*Written instruction:*
Could you give the stretch of the entries below from the line containing "Would you mind marking the magenta" through the end as a numbered list, leaving out any blank lines?

▼

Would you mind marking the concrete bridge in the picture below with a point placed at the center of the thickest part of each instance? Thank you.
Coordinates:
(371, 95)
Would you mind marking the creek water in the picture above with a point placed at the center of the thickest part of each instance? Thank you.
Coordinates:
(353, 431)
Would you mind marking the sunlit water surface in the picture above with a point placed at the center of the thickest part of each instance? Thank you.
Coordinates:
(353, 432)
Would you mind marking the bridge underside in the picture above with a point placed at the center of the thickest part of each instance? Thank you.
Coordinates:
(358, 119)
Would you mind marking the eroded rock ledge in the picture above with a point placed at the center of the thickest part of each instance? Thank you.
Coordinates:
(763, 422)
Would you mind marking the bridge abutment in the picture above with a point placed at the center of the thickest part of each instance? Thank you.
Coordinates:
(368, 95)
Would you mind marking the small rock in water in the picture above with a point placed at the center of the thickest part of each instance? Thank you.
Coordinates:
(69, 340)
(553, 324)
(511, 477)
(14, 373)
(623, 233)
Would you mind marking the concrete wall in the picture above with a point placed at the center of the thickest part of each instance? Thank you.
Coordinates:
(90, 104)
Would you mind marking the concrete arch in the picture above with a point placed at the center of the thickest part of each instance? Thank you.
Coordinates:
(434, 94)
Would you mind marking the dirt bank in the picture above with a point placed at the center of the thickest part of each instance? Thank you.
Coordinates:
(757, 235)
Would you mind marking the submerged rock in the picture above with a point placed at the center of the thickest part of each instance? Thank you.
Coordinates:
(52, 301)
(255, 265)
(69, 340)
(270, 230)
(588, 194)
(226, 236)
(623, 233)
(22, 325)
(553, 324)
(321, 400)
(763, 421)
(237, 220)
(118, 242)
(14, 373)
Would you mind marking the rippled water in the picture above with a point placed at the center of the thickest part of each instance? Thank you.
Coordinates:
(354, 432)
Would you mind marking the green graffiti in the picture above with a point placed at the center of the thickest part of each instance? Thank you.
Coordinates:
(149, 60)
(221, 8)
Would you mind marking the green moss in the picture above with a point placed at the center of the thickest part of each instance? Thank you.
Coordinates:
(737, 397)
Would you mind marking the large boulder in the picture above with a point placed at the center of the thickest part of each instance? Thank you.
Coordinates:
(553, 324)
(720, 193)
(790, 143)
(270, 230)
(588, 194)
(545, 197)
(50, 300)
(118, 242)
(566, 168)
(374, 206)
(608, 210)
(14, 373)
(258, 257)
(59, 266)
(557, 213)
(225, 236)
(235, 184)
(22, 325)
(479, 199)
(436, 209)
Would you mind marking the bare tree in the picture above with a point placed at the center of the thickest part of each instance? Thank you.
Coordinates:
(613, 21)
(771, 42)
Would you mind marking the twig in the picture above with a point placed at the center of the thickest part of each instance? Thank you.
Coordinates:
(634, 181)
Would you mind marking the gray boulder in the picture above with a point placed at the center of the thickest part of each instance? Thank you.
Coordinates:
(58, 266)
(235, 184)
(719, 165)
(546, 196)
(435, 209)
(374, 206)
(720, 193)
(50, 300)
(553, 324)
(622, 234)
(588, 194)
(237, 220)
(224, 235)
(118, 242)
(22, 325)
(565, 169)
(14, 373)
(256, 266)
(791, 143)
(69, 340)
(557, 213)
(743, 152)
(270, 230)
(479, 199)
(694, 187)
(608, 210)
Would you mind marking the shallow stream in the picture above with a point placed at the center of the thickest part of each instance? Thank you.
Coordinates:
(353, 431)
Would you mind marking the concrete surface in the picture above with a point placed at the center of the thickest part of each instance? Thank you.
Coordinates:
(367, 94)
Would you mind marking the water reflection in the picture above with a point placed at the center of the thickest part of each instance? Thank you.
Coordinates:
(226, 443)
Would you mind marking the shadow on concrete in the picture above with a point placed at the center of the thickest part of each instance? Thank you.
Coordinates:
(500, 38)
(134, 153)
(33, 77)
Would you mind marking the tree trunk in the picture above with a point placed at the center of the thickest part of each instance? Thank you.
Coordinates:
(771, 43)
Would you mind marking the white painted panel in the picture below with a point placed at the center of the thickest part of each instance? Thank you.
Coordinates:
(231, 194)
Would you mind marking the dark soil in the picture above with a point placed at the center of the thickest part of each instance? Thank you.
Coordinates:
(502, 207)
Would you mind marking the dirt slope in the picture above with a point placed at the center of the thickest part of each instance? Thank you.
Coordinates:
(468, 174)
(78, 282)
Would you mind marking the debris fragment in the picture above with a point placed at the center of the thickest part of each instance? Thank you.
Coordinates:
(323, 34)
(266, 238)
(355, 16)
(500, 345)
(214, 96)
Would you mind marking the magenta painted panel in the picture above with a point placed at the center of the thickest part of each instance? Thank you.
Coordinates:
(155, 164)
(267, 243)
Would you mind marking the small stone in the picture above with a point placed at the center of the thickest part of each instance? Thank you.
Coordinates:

▲

*Output of the task:*
1. Would you mind marking the magenta painted panel in the picture above with a point placed at the center of the thickest part of each instance? Thank you.
2. Coordinates:
3. (155, 164)
4. (267, 243)
5. Would you mind marking the small stone in the picture above with a point placed at the center of the thickest part of each instance? Thank you.
6. Coordinates:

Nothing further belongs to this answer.